=== Work order ===
Only the lines from the one containing "Each instance receives one point. Mark the pale" through the end of the listing are to be transcribed, exactly and with both ends included.

=== Entries shown ===
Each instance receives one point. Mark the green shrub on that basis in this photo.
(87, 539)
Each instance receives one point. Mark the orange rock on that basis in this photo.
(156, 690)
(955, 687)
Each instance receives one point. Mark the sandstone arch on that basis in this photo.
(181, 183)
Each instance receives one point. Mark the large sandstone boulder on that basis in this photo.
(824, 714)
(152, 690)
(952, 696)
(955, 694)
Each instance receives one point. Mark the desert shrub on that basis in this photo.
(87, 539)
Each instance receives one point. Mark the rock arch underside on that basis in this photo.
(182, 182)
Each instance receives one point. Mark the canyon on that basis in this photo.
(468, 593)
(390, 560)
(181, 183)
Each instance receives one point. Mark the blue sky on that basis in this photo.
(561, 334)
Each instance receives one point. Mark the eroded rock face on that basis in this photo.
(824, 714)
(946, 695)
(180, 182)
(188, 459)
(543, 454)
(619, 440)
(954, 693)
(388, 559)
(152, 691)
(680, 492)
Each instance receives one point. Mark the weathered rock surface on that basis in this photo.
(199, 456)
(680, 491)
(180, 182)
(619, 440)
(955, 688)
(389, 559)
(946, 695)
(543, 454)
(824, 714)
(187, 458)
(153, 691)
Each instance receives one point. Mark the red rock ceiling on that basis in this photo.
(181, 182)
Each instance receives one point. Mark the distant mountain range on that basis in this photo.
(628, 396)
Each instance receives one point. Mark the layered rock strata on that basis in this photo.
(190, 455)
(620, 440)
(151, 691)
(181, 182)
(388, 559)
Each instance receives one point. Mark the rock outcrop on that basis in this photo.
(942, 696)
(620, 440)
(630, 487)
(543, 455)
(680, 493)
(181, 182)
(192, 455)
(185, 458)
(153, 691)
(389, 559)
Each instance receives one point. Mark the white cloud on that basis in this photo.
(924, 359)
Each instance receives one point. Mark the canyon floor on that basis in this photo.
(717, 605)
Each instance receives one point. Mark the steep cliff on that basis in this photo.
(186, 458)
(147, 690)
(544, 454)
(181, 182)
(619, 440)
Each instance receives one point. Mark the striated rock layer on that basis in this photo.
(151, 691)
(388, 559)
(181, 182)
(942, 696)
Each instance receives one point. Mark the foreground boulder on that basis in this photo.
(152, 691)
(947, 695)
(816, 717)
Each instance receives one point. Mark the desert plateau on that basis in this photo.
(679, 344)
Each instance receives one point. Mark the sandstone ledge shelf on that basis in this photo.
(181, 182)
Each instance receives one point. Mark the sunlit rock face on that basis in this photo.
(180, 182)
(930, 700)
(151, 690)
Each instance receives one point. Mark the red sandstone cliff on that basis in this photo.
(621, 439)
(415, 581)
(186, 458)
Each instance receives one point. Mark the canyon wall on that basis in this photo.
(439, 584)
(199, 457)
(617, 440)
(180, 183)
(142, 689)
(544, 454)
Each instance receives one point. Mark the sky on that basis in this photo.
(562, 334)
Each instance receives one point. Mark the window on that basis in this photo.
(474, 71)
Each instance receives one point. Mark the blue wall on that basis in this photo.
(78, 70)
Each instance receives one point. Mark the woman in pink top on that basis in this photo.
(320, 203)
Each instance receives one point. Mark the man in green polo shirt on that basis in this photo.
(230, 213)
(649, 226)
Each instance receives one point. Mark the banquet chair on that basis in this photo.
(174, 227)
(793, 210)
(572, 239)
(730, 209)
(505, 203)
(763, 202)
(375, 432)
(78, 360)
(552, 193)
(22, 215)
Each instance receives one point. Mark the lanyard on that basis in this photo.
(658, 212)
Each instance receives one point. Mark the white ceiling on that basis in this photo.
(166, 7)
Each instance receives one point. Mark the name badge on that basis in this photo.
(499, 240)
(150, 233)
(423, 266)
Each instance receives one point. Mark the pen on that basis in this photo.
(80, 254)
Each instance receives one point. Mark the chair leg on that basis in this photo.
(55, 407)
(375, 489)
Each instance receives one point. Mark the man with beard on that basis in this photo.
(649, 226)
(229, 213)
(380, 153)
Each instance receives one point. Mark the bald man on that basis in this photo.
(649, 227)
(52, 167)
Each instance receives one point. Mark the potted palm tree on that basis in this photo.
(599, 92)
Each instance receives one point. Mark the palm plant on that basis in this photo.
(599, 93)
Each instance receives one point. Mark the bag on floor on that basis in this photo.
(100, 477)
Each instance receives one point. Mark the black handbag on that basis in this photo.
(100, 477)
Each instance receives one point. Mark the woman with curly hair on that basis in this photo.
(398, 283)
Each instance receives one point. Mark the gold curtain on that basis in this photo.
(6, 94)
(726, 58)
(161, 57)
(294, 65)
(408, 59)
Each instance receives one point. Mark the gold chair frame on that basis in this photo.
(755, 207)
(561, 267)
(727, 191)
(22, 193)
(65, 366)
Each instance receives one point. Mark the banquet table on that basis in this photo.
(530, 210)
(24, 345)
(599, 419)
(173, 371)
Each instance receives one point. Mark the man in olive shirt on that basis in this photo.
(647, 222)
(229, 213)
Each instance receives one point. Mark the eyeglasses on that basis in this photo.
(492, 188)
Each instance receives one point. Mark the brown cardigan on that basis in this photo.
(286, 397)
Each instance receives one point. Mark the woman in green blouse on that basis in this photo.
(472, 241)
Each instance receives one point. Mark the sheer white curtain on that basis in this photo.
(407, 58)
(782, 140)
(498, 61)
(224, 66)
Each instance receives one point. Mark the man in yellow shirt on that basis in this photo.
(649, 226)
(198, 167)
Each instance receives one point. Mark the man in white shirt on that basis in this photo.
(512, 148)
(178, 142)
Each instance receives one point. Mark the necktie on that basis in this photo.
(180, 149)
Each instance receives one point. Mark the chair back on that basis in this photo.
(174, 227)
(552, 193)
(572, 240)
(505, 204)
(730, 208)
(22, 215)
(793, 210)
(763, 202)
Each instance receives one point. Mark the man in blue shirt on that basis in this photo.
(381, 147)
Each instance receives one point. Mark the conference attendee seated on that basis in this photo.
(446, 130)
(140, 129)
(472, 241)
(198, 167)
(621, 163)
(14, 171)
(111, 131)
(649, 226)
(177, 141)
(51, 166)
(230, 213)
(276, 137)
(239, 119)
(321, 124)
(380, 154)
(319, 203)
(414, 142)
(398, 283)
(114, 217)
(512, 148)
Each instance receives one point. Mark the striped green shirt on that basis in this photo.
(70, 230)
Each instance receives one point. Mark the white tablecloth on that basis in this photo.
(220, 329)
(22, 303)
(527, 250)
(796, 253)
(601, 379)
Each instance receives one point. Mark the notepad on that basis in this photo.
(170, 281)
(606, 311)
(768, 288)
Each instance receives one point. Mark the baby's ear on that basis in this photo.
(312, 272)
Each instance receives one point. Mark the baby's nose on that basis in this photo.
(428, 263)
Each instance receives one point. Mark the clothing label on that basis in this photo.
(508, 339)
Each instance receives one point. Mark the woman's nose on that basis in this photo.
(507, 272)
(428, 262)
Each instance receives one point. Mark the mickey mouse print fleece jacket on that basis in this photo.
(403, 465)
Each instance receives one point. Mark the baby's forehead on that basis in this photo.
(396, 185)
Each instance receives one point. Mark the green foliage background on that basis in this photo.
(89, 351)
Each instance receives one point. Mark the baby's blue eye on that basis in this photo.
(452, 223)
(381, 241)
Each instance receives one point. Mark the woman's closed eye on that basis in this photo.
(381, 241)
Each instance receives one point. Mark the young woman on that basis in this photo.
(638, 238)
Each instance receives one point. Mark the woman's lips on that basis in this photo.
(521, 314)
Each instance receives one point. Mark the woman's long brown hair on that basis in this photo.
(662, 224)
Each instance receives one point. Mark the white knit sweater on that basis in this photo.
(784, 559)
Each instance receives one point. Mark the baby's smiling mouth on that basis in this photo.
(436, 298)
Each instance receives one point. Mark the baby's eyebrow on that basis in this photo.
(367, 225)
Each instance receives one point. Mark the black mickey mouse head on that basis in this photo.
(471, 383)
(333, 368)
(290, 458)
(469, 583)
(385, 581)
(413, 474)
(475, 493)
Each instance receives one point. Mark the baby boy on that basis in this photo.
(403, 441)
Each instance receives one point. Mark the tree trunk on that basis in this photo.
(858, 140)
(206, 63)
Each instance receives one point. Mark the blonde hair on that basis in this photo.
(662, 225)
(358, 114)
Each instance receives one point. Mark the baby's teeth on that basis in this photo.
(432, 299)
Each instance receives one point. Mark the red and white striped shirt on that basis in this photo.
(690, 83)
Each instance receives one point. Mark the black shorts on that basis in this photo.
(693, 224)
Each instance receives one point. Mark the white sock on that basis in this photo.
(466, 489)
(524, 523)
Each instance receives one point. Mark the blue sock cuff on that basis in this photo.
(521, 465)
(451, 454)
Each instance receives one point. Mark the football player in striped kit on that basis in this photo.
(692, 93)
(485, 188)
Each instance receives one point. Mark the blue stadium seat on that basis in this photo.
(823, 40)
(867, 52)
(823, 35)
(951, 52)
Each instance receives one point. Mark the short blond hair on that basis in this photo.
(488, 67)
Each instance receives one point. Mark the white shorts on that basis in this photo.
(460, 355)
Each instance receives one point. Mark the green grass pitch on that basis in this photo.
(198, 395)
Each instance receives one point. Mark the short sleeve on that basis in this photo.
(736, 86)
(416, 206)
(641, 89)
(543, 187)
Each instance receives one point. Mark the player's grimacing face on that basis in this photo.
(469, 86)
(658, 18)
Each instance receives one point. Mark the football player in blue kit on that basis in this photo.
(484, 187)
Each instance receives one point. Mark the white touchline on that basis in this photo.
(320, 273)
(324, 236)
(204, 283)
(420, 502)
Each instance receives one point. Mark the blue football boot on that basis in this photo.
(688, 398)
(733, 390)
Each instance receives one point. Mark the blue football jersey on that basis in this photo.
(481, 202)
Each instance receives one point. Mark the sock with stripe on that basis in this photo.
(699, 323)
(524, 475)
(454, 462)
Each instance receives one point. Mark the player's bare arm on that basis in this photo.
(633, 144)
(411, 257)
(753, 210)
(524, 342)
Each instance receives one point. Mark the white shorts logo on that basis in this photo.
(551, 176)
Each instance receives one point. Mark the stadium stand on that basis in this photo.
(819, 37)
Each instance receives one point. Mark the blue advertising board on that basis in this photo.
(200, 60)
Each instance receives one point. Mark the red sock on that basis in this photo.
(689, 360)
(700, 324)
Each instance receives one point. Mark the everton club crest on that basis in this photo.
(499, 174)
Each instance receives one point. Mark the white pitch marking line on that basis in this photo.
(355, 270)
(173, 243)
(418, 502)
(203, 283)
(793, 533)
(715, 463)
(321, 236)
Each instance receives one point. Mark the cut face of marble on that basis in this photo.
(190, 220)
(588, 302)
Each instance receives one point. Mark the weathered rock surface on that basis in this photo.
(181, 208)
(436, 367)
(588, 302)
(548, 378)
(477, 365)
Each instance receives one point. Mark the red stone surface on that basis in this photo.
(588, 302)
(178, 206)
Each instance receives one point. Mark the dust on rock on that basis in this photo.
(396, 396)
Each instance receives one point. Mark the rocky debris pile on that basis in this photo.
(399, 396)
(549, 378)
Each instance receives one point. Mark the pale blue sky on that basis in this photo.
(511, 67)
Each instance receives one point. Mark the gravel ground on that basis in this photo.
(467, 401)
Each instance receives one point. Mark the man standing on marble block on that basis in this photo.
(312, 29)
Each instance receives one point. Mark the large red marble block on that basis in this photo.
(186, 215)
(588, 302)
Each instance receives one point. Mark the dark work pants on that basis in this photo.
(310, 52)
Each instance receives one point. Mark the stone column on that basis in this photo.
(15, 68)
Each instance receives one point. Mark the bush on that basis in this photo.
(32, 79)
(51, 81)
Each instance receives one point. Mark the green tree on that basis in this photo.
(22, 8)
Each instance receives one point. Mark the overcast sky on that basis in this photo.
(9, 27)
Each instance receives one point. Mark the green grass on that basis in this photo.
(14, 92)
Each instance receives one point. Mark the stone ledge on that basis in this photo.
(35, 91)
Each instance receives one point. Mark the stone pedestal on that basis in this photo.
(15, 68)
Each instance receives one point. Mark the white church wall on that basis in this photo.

=== Answer below ===
Each instance receives one point. Mark the pale blue sky on that basis in this photo.
(511, 67)
Each instance receives one point. Mark the gravel ground on that basis in this photo.
(467, 401)
Each instance receives one point. Mark the man standing on marble block on that basis in this photo.
(312, 29)
Each instance receives one point. Mark the large red marble block on that basis in this photo.
(186, 215)
(588, 302)
Each instance receives one point. Mark the dark work pants on that basis in this photo.
(310, 52)
Each instance receives one point. Mark the stone column on that basis in this photo.
(15, 68)
Each instance receives one point. Mark the bush on that basis in this photo.
(32, 79)
(51, 81)
Each instance receives one point. Mark the green tree on that basis in this photo.
(22, 8)
Each instance receives one point. Mark the overcast sky on that basis in this photo.
(9, 27)
Each instance receives one point. Mark the green grass on that basis in this photo.
(14, 92)
Each instance receives one point. Mark the stone ledge on that basis in this photo.
(35, 91)
Each instance receives one point. Mark the stone pedestal on that basis in this photo.
(15, 68)
Each instance receives one point. Mark the white church wall on that basis in this photo.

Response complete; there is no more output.